== The problem ==
In the article below on China's poverty work with Africa, copy verbatim everything from "When Chinese President" down to "2015 development agenda.".

== Excerpt to read ==

China helping lift Africans out of poverty
Making joint efforts with Africa to eliminate poverty and achieve common development is a responsibility we should shoulder today for future generations, said Chinese Foreign Minister Wang Yi, during an address at the Africa- China High- Level Dialogue and Think Tank Forum. Africa needs to lift 400 million out of poverty, and China still has over 40 million living below the poverty line, he noted during the address in the Ethiopian capital of Addis Ababa on Wednesday. He called eliminating poverty the common goal that Chinese and African people are working for and an indispensable demand for human progress.
Both China and African nations are developing countries that once suffered from colonialism and invasion by Western powers.
Currently, they are both confronted with the task of poverty relief and development. China, which has enjoyed rapid development over the past decades, has the responsibility and obligation to help its African partners in the endeavor of poverty alleviation and development.
Back in May 2014, Chinese Premier Li Keqiang said in his speech at the opening ceremony of the 24th World Economic Forum on Africa in Abuja, Nigeria, “Promoting mutually beneficial cooperation between China and Africa, with a combined population of more than 2.3 billion, contributes to the well- being of the two peoples and more balanced growth of the world economy. This in itself is the most significant inclusive growth in the world.”
China’s sincere, open and mutually beneficial cooperation with Africa benefits nearly one third of the global population, which is of great significance to the balanced development of the world economy and the overall progress of human society.
To further reduce poverty worldwide, China has spared no effort to completely eliminate poverty within the country before the end of 2020 and attached great importance to exchanges and cooperation with other developing countries, in particular African states.
When Chinese President Xi Jinping attended the UN Sustainable Development Summit 2015 in New York, he announced that China would set up an Assistance Fund for South- South Cooperation and pledge $ 2 billion in its first phase to support the developing world in putting in place their post- 2015 development agenda.

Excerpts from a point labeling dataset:
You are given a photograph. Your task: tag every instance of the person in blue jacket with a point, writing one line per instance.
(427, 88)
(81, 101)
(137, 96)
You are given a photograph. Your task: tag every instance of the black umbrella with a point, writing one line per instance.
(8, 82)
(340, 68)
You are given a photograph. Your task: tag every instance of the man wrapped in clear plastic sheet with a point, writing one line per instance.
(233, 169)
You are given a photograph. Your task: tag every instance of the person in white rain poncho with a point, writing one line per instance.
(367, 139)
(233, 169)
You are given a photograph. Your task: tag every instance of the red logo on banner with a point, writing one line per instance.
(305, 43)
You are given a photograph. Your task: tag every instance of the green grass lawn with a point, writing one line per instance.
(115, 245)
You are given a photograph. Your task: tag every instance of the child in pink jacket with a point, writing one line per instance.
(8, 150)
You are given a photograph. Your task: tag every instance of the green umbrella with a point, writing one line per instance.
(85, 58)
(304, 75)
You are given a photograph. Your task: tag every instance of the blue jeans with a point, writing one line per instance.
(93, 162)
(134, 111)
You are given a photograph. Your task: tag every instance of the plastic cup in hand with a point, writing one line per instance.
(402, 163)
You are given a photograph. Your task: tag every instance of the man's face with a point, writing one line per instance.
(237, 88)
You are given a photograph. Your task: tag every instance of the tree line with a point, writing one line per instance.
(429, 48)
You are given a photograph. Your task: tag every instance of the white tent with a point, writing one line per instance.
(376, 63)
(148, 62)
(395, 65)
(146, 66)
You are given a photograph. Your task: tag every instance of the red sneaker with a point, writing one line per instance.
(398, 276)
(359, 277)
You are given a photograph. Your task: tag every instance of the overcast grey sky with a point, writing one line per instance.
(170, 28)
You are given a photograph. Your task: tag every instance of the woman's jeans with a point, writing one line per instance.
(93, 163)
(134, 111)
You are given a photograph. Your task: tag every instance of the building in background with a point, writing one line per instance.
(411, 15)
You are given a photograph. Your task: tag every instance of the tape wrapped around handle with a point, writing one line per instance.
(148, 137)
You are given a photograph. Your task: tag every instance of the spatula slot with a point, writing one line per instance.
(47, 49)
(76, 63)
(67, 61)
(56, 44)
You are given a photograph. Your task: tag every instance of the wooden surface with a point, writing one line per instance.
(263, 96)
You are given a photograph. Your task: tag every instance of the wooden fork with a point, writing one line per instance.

== Complete output ==
When Chinese President Xi Jinping attended the UN Sustainable Development Summit 2015 in New York, he announced that China would set up an Assistance Fund for South- South Cooperation and pledge $ 2 billion in its first phase to support the developing world in putting in place their post- 2015 development agenda.